Stated problem 1 — In the zoning appeal opinion below, turn the paragraph beginning "Appellant is the owner of property" into a short bulleted list that keeps its main facts.
Stated problem 2 — According to the zoning appeal opinion below, on what date was the opinion released and journalized?
Stated problem 3 — Translate this sentence from the zoning appeal opinion below into Spanish: "In July 2007, appellant applied for and was granted a variance to change its business operations to a restaurant – bar establishment."

— Begin Extract to read —

[Cite as 3620 Superior Ave., L.L.C. v. Cleveland Bd. of Zoning Appeals, 2012-Ohio-365.]
Court of Appeals of Ohio EIGHTH APPELLATE DISTRICT COUNTY OF CUYAHOGA
JOURNAL ENTRY AND OPINION No. 97040
3620 SUPERIOR AVENUE, LLC PLAINTIFF-APPELLANT
vs.
CITY OF CLEVELAND BOARD OF ZONING APPEALS DEFENDANT-APPELLEE
JUDGMENT: AFFIRMED
Civil Appeal from the Cuyahoga County Court of Common Pleas Case No. CV-744510
BEFORE: Keough, J., S. Gallagher, P.J., and Rocco, J.
RELEASED AND JOURNALIZED: February 2, 2012 ATTORNEYS FOR APPELLANT
Avery S. Friedman Patrick R. Kramer Friedman & Associates 701 The City Club Building 850 Euclid Avenue Cleveland, OH 44114-3358
ATTORNEYS FOR APPELLEE
Barbara Langhenry Interim Director of Law
BY: Carolyn M. Downey Assistant Law Director 601 Lakeside Avenue, Room 106 Cleveland, OH 44114
KATHLEEN ANN KEOUGH, J.:
{¶ 1} Plaintiff-appellant, 3620 Superior Avenue, LLC, appeals the trial court’s
judgment affirming the decision of defendant-appellee, City of Cleveland Board of
Zoning Appeals (the “Board”), to deny a variance modification requested by appellant.
For the reason that follow, we affirm.
{¶ 2} Appellant is the owner of property located at 3620 Superior Avenue in
Cleveland, which was originally operated as a carry-out restaurant. In July 2007,
appellant applied for and was granted a variance to change its business operations to a
restaurant – bar establishment. In August 2010, appellant again applied for a variance modification to change the business operations use from a restaurant – bar to a nightclub,
which would extend the hours of operation to 2:30 a.m.

— End Extract to read —
— Begin Information given —

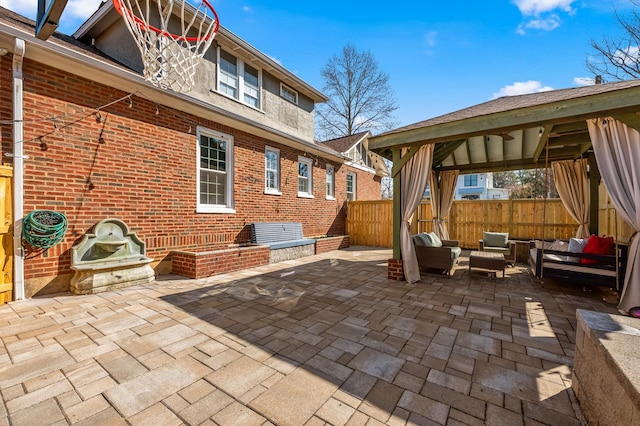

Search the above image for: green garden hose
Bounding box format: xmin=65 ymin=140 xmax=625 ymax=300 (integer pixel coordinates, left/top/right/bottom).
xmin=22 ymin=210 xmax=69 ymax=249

— End Information given —
— Begin Information given —

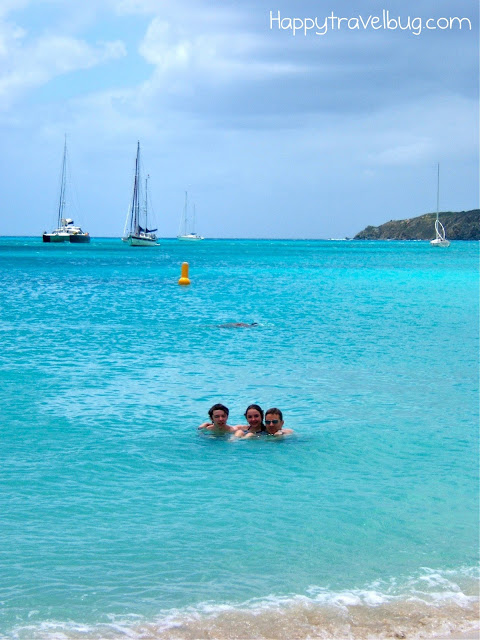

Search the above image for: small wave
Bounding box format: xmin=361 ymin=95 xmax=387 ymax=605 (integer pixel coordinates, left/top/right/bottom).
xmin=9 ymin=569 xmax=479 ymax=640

— End Information given —

Expected answer 1 —
- The appellant owns property at 3620 Superior Avenue in Cleveland, first run as a carry-out restaurant.
- July 2007: the appellant applied for and received a variance to change operations to a restaurant–bar.
- August 2010: the appellant applied for a variance modification to change from a restaurant–bar to a nightclub, extending hours to 2:30 a.m.

Expected answer 2 — February 2, 2012.

Expected answer 3 — En julio de 2007, la apelante solicitó y obtuvo una variación para cambiar sus operaciones comerciales a un establecimiento de restaurante y bar.